ТЕКСТ ДЛЯ ЧТЕНИЯ |
Не правда ли — есинское “досье” что-то знакомое-презнакомое напоминает? С той лишь разницей, что обмишулившийся Глумов и наедине со своим “журналом” в нудизм не впал, а пожилой наш мудрец до того оголился, такую об себе правду поведал, что оторопь берет: уж не дурачит ли он нас?

Ну как может ректор единственного учебного заведения, занятого воспитанием писателей, со страниц весьма одиозного, но все же официально разрешенного печатного органа объявлять во весь голос, что лично он ни в “Новый мир”, ни в “Знамя”, ни в “Октябрь”, ни в “Литгазету” ни одно из своих сочинений не отдаст — из отвращения к антинародному, антипатриотическому, антикоммунистическому направлению этих изданий? Коллеги столь явное неприличие, может, и проглотят: чего не извинишь чиновной персоне, ежели персона клянется, что при любых обстоятельствах обеспечит стабильность преподавательского состава.

Ну а студенты? Они-то спят и видят, чтобы именно в этих противных их душенадзирателю и духоводцу изданиях опубликоваться! Допускаю: на сегодняшний день питомцы Есина согласно программе, Есиным же при восхождении в ректорский чин сфабрикованной, хотя и участвуют в управлении институтом, но как бы теоретически, де-юре, и посему на ход вещей, для ректора благоприятный, особого влияния оказать не могут. Так то ж до поры, все так быстро меняется в наше текучее время — время неотвердевших законов. А ну как взбунтуются и потребуют перевыборов? С чем в таком разе останется? На творческие шиши не то что новый “жигуленок” — и новую (привычных секретарских кондиций) шапку не купишь... Можно, конечно, последовать примеру “простого русского народа”, которому, как утверждает Есин, “выкрикнуть правду важнее, чем жить”. Но дело-то в том, что, судя по тексту “Отступления...”, сам народолюбец жить не только любит, но и умеет — со вкусом и смаком, чтоб и при автомашине, и при шапке по Сеньке, и при огурцах-яблонях. Впрочем, не будем уподобляться автору огуречного сезона, то бишь “переходить на личности”, переместимся из “пространства чрева” — в “пространство духа”, сосредоточившись на таком вот занятном зигзаге его якобы простодушного повествования.

Записи набора данных для указания
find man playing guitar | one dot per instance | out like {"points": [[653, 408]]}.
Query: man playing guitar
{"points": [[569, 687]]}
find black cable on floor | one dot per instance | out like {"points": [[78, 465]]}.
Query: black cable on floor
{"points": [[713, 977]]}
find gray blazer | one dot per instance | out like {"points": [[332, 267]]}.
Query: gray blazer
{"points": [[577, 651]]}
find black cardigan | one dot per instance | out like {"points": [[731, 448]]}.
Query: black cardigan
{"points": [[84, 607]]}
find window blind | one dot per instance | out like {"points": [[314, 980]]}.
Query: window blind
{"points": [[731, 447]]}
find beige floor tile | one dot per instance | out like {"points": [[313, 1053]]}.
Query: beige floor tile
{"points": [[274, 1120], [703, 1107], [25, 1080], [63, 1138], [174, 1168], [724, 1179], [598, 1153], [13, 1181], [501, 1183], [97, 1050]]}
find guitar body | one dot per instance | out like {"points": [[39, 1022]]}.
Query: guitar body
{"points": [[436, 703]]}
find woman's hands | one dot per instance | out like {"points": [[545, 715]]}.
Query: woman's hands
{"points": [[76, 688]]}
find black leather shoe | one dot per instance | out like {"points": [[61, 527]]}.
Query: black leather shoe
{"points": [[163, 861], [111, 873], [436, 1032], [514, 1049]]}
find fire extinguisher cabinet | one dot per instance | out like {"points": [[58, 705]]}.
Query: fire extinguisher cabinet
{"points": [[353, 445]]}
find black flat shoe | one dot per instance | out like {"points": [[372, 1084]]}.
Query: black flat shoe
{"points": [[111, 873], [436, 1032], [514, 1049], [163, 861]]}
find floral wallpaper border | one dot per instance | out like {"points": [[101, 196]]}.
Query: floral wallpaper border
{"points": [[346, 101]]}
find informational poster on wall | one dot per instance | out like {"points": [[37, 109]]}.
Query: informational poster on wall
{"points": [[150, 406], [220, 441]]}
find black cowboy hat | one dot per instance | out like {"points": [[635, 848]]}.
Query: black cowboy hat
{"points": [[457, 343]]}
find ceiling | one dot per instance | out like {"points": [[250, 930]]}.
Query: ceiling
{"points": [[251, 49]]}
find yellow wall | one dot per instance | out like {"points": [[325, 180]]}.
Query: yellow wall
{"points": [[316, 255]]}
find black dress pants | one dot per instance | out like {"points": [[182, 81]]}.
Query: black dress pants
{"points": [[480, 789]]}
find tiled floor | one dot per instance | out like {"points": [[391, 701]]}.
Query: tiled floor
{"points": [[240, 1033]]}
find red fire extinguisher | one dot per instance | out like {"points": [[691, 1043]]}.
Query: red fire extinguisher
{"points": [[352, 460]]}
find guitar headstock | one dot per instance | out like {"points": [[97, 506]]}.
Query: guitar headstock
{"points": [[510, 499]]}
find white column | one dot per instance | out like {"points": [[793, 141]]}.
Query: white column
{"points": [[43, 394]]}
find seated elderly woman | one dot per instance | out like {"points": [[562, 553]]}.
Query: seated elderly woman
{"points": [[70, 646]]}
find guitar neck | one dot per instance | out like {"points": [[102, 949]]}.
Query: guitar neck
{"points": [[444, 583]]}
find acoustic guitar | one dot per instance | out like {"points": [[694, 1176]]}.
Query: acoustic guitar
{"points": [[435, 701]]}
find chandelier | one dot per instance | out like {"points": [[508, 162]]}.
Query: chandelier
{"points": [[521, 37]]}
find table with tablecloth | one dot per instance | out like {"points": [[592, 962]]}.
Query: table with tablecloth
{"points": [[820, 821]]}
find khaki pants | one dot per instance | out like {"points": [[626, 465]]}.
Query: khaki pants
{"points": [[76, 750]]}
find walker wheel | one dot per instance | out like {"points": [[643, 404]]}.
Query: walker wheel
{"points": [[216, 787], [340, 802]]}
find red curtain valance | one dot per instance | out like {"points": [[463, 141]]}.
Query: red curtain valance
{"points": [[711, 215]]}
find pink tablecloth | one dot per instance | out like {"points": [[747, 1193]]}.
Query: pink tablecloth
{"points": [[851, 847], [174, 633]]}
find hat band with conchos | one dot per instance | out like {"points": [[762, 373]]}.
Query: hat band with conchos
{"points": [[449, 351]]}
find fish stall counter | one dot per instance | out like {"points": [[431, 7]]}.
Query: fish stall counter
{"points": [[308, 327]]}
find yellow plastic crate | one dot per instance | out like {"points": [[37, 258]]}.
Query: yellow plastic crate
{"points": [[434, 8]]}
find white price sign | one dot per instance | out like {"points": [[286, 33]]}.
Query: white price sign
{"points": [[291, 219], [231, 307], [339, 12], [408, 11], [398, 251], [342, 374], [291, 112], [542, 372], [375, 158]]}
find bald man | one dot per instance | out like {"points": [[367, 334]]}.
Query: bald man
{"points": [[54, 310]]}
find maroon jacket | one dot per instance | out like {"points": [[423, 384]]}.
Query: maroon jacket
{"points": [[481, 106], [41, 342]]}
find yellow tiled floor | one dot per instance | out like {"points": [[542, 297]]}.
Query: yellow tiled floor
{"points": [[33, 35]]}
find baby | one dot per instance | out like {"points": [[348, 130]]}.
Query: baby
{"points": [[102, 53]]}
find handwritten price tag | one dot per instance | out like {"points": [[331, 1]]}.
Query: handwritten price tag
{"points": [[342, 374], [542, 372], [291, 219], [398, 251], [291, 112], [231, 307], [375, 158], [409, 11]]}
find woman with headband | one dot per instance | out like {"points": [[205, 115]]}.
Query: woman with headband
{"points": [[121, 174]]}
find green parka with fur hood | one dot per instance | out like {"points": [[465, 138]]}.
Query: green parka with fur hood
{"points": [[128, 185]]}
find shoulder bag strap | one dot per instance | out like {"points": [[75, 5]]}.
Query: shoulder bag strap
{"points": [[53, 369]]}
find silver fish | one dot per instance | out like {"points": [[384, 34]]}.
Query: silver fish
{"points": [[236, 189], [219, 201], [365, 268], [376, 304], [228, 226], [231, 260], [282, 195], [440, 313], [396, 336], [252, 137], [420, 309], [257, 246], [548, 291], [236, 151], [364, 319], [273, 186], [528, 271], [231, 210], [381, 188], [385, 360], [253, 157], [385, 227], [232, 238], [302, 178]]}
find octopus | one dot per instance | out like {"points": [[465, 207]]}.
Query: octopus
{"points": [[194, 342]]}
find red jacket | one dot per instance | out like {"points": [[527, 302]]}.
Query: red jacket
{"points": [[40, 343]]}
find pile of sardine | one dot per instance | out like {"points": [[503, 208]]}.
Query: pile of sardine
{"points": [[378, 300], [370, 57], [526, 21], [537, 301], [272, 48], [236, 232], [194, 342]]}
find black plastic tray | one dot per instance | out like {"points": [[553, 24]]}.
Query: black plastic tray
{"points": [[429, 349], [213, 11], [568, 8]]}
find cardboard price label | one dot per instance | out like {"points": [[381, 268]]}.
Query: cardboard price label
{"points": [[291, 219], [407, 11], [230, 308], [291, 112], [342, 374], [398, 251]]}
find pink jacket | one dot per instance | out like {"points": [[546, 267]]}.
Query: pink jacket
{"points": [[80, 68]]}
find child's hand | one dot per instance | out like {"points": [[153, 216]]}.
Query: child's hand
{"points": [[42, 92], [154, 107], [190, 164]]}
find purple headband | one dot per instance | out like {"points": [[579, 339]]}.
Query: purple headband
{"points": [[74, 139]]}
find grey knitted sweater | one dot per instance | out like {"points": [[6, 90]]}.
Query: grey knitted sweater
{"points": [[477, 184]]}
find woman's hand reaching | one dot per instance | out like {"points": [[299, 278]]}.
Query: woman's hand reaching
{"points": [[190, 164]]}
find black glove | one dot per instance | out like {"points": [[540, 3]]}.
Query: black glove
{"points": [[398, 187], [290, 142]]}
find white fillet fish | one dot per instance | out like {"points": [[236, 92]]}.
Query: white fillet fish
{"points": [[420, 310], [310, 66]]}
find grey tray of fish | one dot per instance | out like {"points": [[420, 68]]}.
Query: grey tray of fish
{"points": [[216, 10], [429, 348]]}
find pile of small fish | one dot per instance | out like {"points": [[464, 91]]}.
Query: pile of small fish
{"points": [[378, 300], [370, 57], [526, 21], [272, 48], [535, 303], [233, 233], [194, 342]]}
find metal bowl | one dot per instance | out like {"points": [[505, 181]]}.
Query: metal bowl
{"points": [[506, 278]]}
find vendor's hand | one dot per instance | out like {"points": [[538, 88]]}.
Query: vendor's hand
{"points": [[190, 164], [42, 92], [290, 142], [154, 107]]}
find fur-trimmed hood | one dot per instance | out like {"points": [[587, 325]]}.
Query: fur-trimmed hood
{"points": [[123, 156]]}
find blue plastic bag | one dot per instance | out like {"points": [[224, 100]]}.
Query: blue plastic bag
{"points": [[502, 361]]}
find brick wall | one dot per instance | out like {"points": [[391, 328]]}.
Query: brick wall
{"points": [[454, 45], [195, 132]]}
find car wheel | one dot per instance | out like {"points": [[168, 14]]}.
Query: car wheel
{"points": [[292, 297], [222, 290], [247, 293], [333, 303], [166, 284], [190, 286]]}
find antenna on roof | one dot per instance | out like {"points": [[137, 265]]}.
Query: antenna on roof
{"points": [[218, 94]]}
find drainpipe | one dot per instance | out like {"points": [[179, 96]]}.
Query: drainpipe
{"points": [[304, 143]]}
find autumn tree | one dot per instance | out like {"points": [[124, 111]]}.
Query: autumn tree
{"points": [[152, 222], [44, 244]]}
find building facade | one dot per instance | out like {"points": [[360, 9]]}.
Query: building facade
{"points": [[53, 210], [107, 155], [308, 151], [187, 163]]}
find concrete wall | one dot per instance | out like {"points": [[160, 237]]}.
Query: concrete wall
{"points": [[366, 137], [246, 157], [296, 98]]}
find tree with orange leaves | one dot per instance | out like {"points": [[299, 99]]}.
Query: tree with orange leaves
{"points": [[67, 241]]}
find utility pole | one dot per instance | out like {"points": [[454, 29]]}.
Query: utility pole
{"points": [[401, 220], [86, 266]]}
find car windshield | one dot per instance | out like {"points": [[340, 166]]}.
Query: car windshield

ЗАДАНИЕ |
Продолжите текст о ректоре Есине после его последнего предложения. Данные здесь никакой роли не играют.

ОЖИДАЕМЫЙ ОТВЕТ |
Как явствует из текста “засола”, экономом новый ректор оказался аховым. Не помогли ни великие учителя (а учиться капитализму периода накопления первичного капитала С. Есин вздумал у Бальзака и Драйзера), ни преуспевший в новомодных аферах голубоглазый, как молодой бог, племянник Коля, ни проходимцы из “Феникса”, ни оброк с иностранных студентов — а как старался удержать-утвердить хоть бы этот, казалось бы, верный источник дохода, даже машину (по льготной цене) выхлопотал, чтобы возить из аэропорта и в аэропорт чемоданы валютных плательщиков!.. Не “мерседес”, правда, “семерку”, но все же... Что делать? Думал-думал и придумал: надо немедленно “перейти в бюджет”. Одна закавыка: бюджет (дело-то происходит в 1992-м) в руках у “новой администрации”, то есть у “демократов”. Демократов же новоизбранный ректор и ненавидит и боится, потому и август 1991-го пересидел на даче (по совету жены), исходя гневом за свою “собственную испорченную судьбу” и не включая ни радио, ни телевизор: ждал “интернирования в Сибирь”, уверенный, что у новых хозяев страны, начиная с А. Н. Яковлева, одна, но пламенная забота — “перемолоть” Сергея Николаевича Есина “на своих жерновах”. А когда явился к 1 сентября в свой институт и узнал, что М. О. Чудакова не только “горячая демократка” и не менее горячая “антикоммунистка”, а вдобавок еще и “поклонница новой администрации”, отшатнулся в ужасе, хотя, пока всего этого не знал, дама в лиловом была ему скорее “симпатична”.

Пересилил, однако, отвращение, поступился принципом и принялся сочинять образцовое Бюрократическое Письмо. И вот уж где талант господина Есина развернулся во всю прыть — ау, Гоголь, где ты, Салтыков-Щедрин? Островскому одному уже не справиться, мудреная простота есинского сорта — за пределами его изумления! Право же, такого на Руси еще не было, всякое бывало: и подличали, и сплетничали, и подхалимничали перед сильными мира сего господа литераторы, но чтобы вот так — простодушно, от первого лица продекламировать оду бюрократическому стилю? Цитирую: “Писать бюрократические письма — это серьезная и кропотливая работа, требующая внимания, усидчивости и даже вдохновенья... серьезной духовной отдачи... особой интонации, ритма первой и последней фразы, движения чувства, а если надо — демагогической начинки”.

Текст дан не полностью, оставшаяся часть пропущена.